— start of PASSAGE —
Don’t trust a social media platform — or an oil company

A previous generation said never to trust anybody over 30. The modern day remix? Don’t trust a social media platform — or an oil company.

Apple is moving past corporate trash talk in its war of words with Facebook and is forcing the Zuck to comply with new guidelines that protect user privacy (provided they’re using an Apple device). “Beginning sometime this spring, every iOS app that wants to ‘track’ a user — that is, share their behavior and data with other apps, websites, or data brokers — has to first get their express permission,” writes Wired. If most users opt out, this could slash Mark Zuckerberg’s top line by more than 10%. Facebook has in turn launched a PR offensive against Apple, claiming the company will hurt small businesses who use Facebook ads to target customers.

The counterpoint: Apple has a long track record of publicly taking steps to protect user privacy, from limiting third-party cookies in Safari to doing as much computing as possible on device rather than in the cloud. CEO Tim Cook said in 2018 that privacy is a fundamental human right and has called it “one of the top issues of the century” as his battle with Facebook has played out.

Who to trust? Third parties agree: El Face’s campaign against Apple is BS. Read Facebook’s laughable campaign against Apple is really against users and small businesses by the Electronic Frontier Foundation, which calls ‘em as it sees ‘em.
— end of PASSAGE —
§ **REQUIRED ACTIONS**
1) According to the article on Apple and Facebook, by how much could Mark Zuckerberg's top line drop if most users opt out of tracking?
2) Retype the article on Apple and Facebook word for word, starting at "Apple is moving" and ending at "to target customers.".
3) Write a continuation of the article on Apple's privacy dispute with Facebook, beginning after its final sentence.
— start of SUPPLIED DATA —
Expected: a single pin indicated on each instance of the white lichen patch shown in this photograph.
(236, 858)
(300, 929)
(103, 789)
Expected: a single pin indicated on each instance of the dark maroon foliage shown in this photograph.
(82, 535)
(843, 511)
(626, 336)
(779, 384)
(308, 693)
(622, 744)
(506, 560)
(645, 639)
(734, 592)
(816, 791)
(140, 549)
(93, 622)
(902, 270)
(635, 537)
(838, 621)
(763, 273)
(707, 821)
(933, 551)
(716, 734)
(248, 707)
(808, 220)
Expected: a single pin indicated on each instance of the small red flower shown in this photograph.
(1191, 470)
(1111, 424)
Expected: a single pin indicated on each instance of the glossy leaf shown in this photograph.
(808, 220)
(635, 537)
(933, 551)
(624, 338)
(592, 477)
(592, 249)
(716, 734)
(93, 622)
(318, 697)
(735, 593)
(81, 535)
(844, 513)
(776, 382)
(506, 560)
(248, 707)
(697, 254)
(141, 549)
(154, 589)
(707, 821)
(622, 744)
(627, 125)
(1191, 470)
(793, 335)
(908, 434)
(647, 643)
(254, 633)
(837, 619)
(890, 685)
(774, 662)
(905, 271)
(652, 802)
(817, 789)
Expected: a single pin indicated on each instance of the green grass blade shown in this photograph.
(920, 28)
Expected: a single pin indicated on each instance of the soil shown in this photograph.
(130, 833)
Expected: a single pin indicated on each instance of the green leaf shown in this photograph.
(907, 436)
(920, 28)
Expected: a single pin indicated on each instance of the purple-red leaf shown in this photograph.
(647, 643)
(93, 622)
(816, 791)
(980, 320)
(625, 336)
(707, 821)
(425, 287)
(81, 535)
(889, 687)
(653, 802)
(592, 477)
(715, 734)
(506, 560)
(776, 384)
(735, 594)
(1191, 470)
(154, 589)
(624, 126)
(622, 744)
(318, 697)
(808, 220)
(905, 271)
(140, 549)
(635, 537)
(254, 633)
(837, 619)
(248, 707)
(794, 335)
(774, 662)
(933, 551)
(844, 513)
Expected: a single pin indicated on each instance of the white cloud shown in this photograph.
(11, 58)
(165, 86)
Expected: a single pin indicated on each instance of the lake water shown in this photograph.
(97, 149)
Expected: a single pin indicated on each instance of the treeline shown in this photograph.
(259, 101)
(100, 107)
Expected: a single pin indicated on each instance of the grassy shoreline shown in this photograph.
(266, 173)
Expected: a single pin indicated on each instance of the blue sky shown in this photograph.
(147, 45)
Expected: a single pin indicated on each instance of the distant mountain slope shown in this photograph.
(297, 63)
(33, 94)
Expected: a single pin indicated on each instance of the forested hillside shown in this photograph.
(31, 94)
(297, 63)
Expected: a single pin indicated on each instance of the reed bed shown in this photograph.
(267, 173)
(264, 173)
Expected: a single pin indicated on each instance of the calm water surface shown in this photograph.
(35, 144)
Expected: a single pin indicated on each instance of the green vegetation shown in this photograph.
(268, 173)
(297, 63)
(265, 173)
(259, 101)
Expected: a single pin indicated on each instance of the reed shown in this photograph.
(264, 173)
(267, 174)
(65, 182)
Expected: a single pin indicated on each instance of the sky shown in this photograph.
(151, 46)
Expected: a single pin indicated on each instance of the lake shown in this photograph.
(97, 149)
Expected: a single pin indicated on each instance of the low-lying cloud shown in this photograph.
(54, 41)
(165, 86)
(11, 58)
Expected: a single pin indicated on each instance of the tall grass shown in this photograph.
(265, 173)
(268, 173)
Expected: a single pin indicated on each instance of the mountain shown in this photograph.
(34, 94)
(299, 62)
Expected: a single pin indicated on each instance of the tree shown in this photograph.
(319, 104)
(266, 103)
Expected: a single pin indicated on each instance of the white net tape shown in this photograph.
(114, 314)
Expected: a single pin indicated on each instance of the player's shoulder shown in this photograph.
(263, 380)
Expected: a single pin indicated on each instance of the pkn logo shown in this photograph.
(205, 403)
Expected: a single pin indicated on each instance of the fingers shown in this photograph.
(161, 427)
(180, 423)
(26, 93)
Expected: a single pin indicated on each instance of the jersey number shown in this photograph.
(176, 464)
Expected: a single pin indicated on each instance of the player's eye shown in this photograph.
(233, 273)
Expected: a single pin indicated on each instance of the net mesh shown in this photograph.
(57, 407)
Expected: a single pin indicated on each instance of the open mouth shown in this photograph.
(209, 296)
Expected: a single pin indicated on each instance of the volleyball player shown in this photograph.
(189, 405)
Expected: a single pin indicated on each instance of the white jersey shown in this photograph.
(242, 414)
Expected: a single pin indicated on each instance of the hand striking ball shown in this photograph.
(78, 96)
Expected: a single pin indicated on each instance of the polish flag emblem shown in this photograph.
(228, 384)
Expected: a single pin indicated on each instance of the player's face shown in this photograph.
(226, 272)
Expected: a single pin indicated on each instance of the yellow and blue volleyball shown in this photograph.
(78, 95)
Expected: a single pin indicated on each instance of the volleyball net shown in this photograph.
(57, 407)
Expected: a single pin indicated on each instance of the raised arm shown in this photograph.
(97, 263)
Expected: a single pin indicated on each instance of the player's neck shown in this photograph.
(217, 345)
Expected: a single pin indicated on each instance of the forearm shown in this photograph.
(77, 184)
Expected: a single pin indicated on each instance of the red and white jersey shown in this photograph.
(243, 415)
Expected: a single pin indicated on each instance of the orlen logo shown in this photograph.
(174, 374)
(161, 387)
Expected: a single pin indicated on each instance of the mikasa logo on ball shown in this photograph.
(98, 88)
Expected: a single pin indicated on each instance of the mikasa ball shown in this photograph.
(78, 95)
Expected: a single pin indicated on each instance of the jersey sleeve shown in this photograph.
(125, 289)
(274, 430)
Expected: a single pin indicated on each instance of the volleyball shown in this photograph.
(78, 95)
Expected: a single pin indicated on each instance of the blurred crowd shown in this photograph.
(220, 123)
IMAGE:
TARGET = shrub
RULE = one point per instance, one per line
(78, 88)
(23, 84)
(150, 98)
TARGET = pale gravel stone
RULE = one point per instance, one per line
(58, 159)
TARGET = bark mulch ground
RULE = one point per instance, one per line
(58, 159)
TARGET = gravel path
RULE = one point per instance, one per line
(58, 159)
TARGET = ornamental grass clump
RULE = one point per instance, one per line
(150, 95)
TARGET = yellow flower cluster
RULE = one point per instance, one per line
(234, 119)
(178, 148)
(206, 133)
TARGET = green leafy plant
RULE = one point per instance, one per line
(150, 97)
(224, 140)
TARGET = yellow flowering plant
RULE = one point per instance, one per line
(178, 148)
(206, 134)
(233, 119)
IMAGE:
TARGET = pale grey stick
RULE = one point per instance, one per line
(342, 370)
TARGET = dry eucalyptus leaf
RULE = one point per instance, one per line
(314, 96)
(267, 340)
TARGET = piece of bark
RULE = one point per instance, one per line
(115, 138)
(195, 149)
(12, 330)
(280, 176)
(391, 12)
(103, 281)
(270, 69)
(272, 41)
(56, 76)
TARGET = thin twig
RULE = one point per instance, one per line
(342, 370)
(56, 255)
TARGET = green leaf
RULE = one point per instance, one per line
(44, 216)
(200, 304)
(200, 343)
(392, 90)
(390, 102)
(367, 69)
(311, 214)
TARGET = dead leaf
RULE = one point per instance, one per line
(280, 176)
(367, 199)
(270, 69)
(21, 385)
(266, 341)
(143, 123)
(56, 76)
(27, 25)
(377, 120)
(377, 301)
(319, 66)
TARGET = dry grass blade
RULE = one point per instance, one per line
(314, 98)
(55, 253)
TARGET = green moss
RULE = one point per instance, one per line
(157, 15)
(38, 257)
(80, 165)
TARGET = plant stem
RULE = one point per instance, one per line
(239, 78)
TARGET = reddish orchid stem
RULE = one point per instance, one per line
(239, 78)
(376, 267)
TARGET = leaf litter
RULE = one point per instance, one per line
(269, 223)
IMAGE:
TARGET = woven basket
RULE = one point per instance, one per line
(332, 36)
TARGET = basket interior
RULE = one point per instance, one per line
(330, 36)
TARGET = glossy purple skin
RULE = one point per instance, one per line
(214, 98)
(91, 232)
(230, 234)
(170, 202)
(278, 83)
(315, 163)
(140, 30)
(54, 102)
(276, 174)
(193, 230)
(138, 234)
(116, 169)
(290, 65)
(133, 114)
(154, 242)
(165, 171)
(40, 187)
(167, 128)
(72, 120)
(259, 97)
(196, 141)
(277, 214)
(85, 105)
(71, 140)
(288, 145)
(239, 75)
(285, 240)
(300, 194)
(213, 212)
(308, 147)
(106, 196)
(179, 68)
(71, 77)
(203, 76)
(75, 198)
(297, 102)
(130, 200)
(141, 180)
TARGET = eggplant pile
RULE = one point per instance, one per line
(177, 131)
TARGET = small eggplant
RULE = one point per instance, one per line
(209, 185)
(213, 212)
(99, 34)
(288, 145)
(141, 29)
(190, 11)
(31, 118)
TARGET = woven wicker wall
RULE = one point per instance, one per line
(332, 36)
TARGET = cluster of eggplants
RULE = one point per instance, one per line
— end of SUPPLIED DATA —
§ **ANSWERS FOR THE EXERCISE**
1) By more than 10%.

2)
Apple is moving past corporate trash talk in its war of words with Facebook and is forcing the Zuck to comply with new guidelines that protect user privacy (provided they’re using an Apple device). “Beginning sometime this spring, every iOS app that wants to ‘track’ a user — that is, share their behavior and data with other apps, websites, or data brokers — has to first get their express permission,” writes Wired. If most users opt out, this could slash Mark Zuckerberg’s top line by more than 10%. Facebook has in turn launched a PR offensive against Apple, claiming the company will hurt small businesses who use Facebook ads to target customers.

3)
Need a clearer answer? Ask yourselves where the fraudsters are. Number of people on our staff whose credit cards have been compromised and used in a Facebook ad scam in the past two weeks? Two. Number of people whose credit cards have ever been used in an Apple ad scam? Zero.

Big Tech may be rotting our brains, sewing hate and contributing to the general decline of human civilization — but hey, they’re trying to be good to the environment. Amazon, Facebook and Google have joined Apple and Microsoft to become “the dominant buyers of clean power” as they look to make good on environmental pledges, the Financial Times reports.

You know who’s not doing so well by the environment, even as they blather on about becoming “energy” companies? Multinational oil giants. The latest case in point: Chevron just dumped 600 gallons of oil into San Francisco Bay from a refinery on the water’s edge. Every time we turn around, we see the oil industry’s environmental footprint was even worse than we had feared.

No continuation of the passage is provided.